__Stated task__:
Answer these questions about the forum thread.
(a) In the first post, what does the writer say they would focus on more than privacy?
(b) According to Sarai18, where is Sarai18's own bedroom, and what are its walls like?
(c) According to nolonger, how long did dd's boyfriend live with the family?

__Document__:
Just so you know, just because they are alone together (and sleeping in the same bed at night) doesn't mean they will have sex and if they do it doesn't mean anyone will hear it. I'm just not sure what having them sleep in separate rooms is really going to accomplish.

In the end I see it this way... Is you and your husband sleeping in the same room and having sex in the house putting it in anyones face? If the answer is no, then I would think it would be the same for your daughters unless it's the pre-marital sex you have a problem with, which it sounds like you don't. I would focus more on keeping the noise level down than on the privacy.


----------



## Purple*Lotus (Nov 1, 2007)

Quote:


Originally Posted by *liberal_chick* 
We've even "recreated" some fun times in my car (although it loses a lot of its luster when you have to take car seats out of the back seat first







).

That just made me laugh out loud


----------



## Sarai18 (Sep 17, 2008)

Quote:


Originally Posted by *MusicianDad* 
In the end I see it this way... Is you and your husband sleeping in the same room and having sex in the house putting it in anyones face? If the answer is no, then I would think it would be the same for your daughters...

well, our room is at the other end of the house with well-insulated walls.







the girls' rooms are all clustered together, so yeah, teenage sex would be right in little sis's face.


----------



## nolonger (Jan 18, 2006)

i felt that they were much safer at home than being "creative" so once they were legal adults, i respected their privacy as long as they respected mine and their younger siblings'. I only had problems with one noisy girl friend-with-benefits; the serious relationships were fine. dd's boyfriend lived with us as part of our family for over a year.

__Data section__:
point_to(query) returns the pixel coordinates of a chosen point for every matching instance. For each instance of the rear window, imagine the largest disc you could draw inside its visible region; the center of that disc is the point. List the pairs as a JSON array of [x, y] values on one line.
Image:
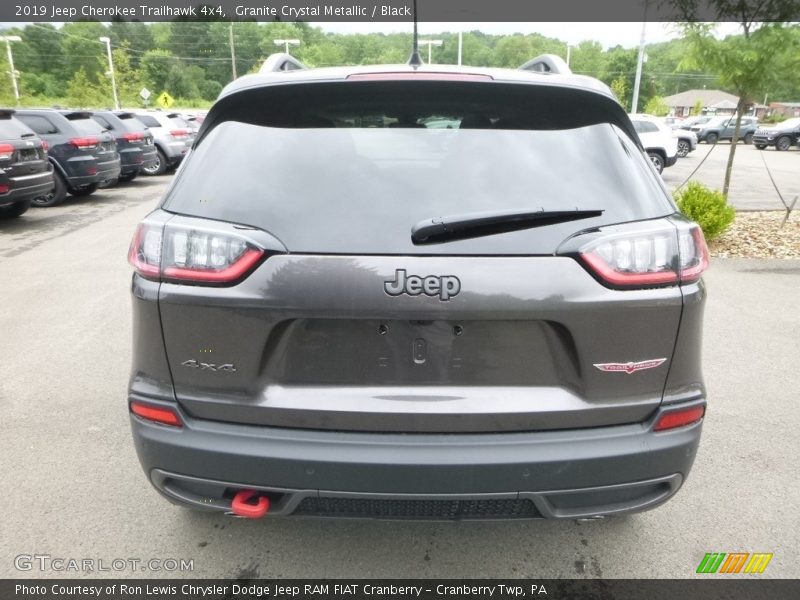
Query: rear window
[[355, 179], [11, 129]]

__Response to this exercise__:
(a) The writer would focus more on keeping the noise level down.
(b) Sarai18's bedroom is at the other end of the house, and its walls are well insulated.
(c) He lived with them as part of the family for over a year.